● RECORDS
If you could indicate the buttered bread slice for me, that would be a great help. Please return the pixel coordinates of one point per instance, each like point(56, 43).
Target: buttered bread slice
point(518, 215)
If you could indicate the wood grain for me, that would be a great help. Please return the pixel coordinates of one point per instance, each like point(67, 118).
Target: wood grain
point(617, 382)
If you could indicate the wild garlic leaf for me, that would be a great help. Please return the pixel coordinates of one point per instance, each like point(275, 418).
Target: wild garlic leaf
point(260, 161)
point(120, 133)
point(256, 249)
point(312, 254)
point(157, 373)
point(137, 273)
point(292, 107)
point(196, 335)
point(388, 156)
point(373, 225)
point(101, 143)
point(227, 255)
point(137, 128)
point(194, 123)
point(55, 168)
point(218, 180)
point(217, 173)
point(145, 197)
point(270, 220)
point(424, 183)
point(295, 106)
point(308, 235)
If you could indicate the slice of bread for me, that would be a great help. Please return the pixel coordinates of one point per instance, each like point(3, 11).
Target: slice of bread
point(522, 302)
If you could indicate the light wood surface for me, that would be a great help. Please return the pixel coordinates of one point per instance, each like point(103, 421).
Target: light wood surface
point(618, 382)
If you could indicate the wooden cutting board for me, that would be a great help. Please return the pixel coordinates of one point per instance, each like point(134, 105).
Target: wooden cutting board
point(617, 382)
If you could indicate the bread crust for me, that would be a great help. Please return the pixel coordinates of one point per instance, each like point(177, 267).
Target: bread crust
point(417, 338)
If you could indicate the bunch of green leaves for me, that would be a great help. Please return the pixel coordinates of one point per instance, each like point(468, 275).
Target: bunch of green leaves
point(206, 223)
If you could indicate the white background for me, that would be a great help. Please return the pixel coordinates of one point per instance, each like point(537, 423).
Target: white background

...

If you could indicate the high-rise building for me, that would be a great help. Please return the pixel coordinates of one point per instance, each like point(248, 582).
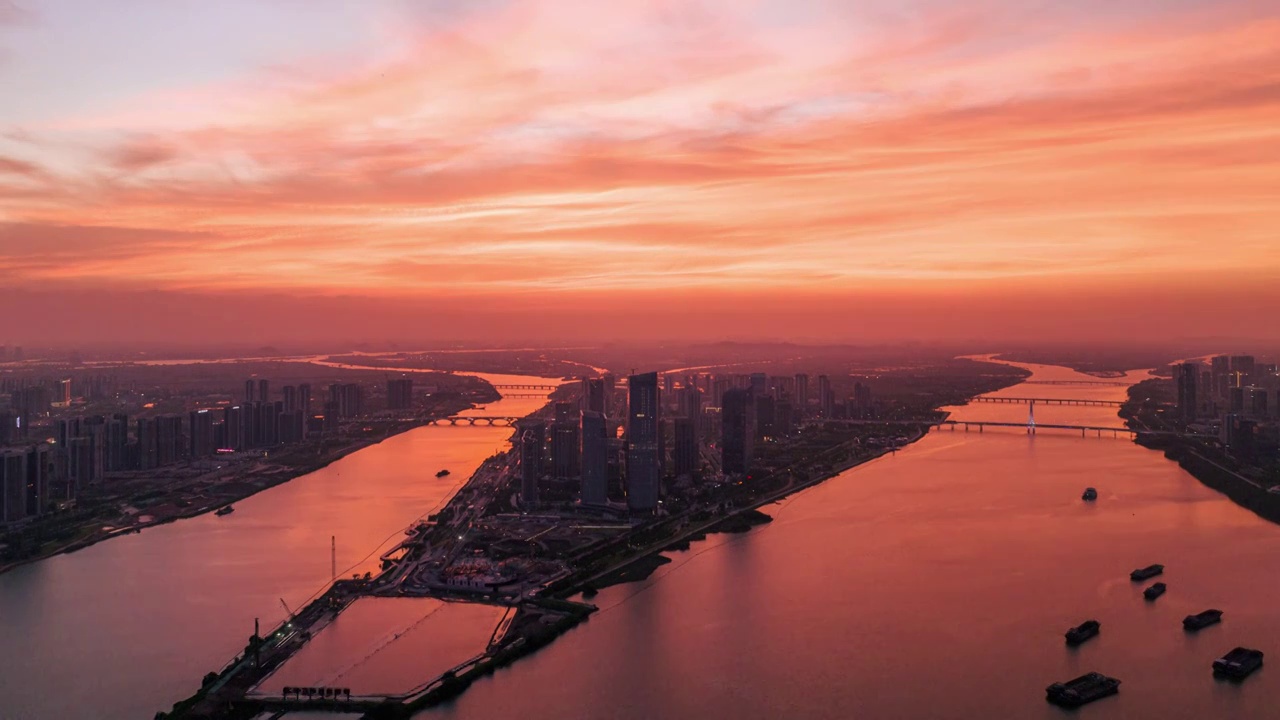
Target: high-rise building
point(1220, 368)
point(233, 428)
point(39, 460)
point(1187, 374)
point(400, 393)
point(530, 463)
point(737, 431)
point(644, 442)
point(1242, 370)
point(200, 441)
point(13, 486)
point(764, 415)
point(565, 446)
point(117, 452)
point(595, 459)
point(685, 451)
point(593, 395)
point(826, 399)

● OBJECTIVE
Reproduce verbatim the stretch from the line containing "If you could indicate the bread" through the line containing "Target: white background", including both of those lines.

● IN RESPONSE
If you could indicate the bread crust for me, that would be a great help. Please return the pixel coordinates of one point per instance, each like point(177, 267).
Target: bread crust
point(417, 338)
If you could indicate the bunch of green leaves for me, that would be a great help. Please return the pixel coordinates of one point per instance, each like point(468, 275).
Target: bunch of green leaves
point(206, 223)
If you could indicate the white background for me, that would be a great help. Please return the pixel coordinates of one point per instance, each like point(537, 423).
Target: white background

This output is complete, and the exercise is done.